EXERCISE PROMPT –
All entries given below are to be returned word for word.

----

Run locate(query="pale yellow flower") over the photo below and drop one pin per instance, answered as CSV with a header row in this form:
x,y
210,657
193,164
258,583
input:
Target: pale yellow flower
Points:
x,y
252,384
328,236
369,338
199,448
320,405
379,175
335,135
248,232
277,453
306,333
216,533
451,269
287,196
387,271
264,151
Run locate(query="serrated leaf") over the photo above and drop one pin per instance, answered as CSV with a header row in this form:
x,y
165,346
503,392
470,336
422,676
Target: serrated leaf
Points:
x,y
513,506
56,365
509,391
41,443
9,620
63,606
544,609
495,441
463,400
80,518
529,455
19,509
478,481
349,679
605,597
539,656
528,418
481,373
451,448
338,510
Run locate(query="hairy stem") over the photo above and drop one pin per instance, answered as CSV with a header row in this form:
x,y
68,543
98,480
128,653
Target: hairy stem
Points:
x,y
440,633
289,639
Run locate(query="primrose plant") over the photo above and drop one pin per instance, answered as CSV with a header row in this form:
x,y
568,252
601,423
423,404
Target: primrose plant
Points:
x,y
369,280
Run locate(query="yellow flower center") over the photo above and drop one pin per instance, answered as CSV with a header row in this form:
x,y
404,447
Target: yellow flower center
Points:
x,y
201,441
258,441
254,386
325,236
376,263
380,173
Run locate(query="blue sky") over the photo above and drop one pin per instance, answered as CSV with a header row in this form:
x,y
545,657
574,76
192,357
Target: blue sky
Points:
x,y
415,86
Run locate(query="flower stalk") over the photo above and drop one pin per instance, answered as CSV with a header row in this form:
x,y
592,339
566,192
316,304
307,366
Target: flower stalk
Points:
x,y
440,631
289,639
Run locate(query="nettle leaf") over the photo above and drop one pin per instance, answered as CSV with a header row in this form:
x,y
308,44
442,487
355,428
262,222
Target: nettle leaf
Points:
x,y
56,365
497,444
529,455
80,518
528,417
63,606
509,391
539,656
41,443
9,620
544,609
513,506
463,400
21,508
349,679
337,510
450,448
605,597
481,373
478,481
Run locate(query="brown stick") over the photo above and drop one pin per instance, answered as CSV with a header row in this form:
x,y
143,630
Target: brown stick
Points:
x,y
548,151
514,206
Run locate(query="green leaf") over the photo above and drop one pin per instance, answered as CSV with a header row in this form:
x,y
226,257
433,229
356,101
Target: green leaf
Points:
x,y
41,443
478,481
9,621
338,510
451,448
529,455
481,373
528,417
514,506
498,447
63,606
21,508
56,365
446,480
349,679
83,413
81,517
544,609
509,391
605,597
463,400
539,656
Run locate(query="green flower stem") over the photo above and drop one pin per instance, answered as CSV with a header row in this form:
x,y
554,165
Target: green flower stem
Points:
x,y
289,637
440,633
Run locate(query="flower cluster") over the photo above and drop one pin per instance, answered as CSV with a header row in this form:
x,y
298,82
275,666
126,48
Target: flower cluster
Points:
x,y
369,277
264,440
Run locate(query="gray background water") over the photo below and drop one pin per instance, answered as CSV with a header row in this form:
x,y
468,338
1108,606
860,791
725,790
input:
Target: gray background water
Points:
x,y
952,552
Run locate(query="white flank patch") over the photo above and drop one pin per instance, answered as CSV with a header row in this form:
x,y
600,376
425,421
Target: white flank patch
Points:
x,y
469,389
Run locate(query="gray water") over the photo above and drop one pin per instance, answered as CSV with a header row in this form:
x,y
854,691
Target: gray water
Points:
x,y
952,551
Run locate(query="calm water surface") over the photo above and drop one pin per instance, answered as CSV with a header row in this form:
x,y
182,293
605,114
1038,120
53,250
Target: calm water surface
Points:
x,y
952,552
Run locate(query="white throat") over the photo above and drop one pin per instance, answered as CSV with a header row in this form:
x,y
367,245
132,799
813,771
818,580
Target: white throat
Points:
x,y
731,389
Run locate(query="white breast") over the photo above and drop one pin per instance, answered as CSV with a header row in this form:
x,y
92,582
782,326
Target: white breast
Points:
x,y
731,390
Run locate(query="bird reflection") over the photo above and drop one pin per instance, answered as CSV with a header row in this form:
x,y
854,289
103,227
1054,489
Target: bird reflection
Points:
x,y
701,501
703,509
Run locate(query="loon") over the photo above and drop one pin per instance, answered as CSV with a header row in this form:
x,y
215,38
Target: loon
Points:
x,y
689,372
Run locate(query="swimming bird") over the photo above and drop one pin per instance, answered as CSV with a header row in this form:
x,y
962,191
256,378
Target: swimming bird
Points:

----

THE COMPLETED TASK –
Run locate(query="pale yellow flower") over the photo below and drop one pin per instance, answered as CSV with a header row in this form:
x,y
210,657
193,164
258,583
input:
Target: pale yellow flower
Points:
x,y
252,384
328,236
369,338
199,448
320,405
379,175
335,135
248,232
277,453
306,333
216,533
451,269
287,196
387,271
264,151
Run locate(query="serrated leaf") over the photo above and drop one pin per instance, answered as CSV with a header row in this form:
x,y
165,346
503,392
470,336
422,676
Target: serrated leaf
Points:
x,y
513,506
56,365
509,391
41,443
9,620
63,606
544,609
495,441
463,400
80,518
529,455
19,509
478,481
349,679
605,597
539,656
528,418
481,373
451,448
338,510
Run locate(query="hairy stem") over the photo above and drop one pin per instance, answered as CSV with a header row in this form:
x,y
68,543
98,480
128,653
Target: hairy stem
Points:
x,y
440,633
289,639
Run locate(query="primrose plant") over the photo above and drop one pin per instance, answered as CSV with a header row in this form:
x,y
568,252
601,423
423,404
Target: primrose plant
Points:
x,y
369,280
Run locate(query="yellow flower center") over the photo above and drop one pin per instance, answered as CSV with a header row in this form:
x,y
404,447
Target: yellow flower center
Points:
x,y
201,441
258,441
254,386
325,236
376,263
380,173
Run locate(query="blue sky") over the photo above and drop one pin per instance, answered as CSV with a header row in this form:
x,y
545,657
574,76
192,357
Target: blue sky
Points:
x,y
415,86
Run locate(query="flower stalk") over the photo above and drop one pin per instance, answered as CSV with a header row in this form:
x,y
592,339
566,192
316,304
307,366
Target: flower stalk
Points:
x,y
440,631
289,639
Run locate(query="nettle leaf") over the photo above and drop one pin per instance, answered as CSV with a header row in this form:
x,y
308,44
442,487
355,428
262,222
Target: nettle leaf
Points:
x,y
56,365
497,444
529,455
80,518
528,417
63,606
509,391
539,656
41,443
9,620
544,609
513,506
463,400
21,508
349,679
337,510
450,448
605,597
481,373
478,481
Run locate(query="brown stick") over the photo above and drop one pin per instance, answered as CSV with a header row in this form:
x,y
143,630
Target: brown stick
Points:
x,y
548,151
514,206
Run locate(query="green leaf") over the photo above and drop one pin per instance, answered as CSV with a header row in this form:
x,y
226,257
433,229
356,101
Target: green leaf
Points:
x,y
41,443
478,481
9,621
338,510
451,448
529,455
481,373
528,417
514,506
498,447
63,606
21,508
56,365
446,480
349,679
83,413
81,517
544,609
509,391
605,597
463,400
539,656
Run locate(query="green flower stem") over the photo above and drop one pin per instance, answered as CSV with a header row in this form:
x,y
554,165
Target: green flower stem
Points:
x,y
289,637
440,633
Run locate(query="flower cluster") over the photo above and drop one pin per instance, answered as CSV with a header row in this form:
x,y
298,82
275,666
126,48
Target: flower cluster
Points:
x,y
369,277
264,440
Run locate(query="gray background water") over the photo below and drop one pin per instance, answered as CSV with a header row in this form:
x,y
468,338
1108,606
860,791
725,790
input:
Target: gray background water
Points:
x,y
952,552
Run locate(query="white flank patch") over the photo above and drop one pin per instance, answered as CSV with a header row in this form:
x,y
600,376
425,421
Target: white flank patch
Points:
x,y
469,389
Run locate(query="gray water") over the photo above and drop one pin per instance, answered as CSV with a header row in this form:
x,y
854,691
Target: gray water
Points:
x,y
952,551
Run locate(query="calm water surface") over the photo above and drop one pin per instance, answered as CSV with a header row in this form:
x,y
182,293
605,114
1038,120
53,250
Target: calm water surface
Points:
x,y
952,552
Run locate(query="white throat") over the photo above and drop one pin per instance, answered as CSV with a header row in this form:
x,y
367,245
132,799
813,771
818,580
Target: white throat
Points:
x,y
731,389
Run locate(query="white breast") over the photo above and drop one pin per instance, answered as CSV with a header row in this form:
x,y
92,582
782,326
Target: white breast
Points:
x,y
731,390
Run locate(query="bird reflection") over the photo above and drop one pin per instance, answered as CSV with a header row in this form:
x,y
854,289
103,227
1054,489
Target: bird reflection
Points:
x,y
701,501
703,509
Run locate(query="loon") over the photo above and drop one pin per instance, answered as CSV with a header row in this form:
x,y
215,38
Target: loon
Points:
x,y
689,372
Run locate(query="swimming bird") over the photo above and drop one pin per instance, answered as CSV with a header row in this form:
x,y
962,191
256,378
Target: swimming bird
Points:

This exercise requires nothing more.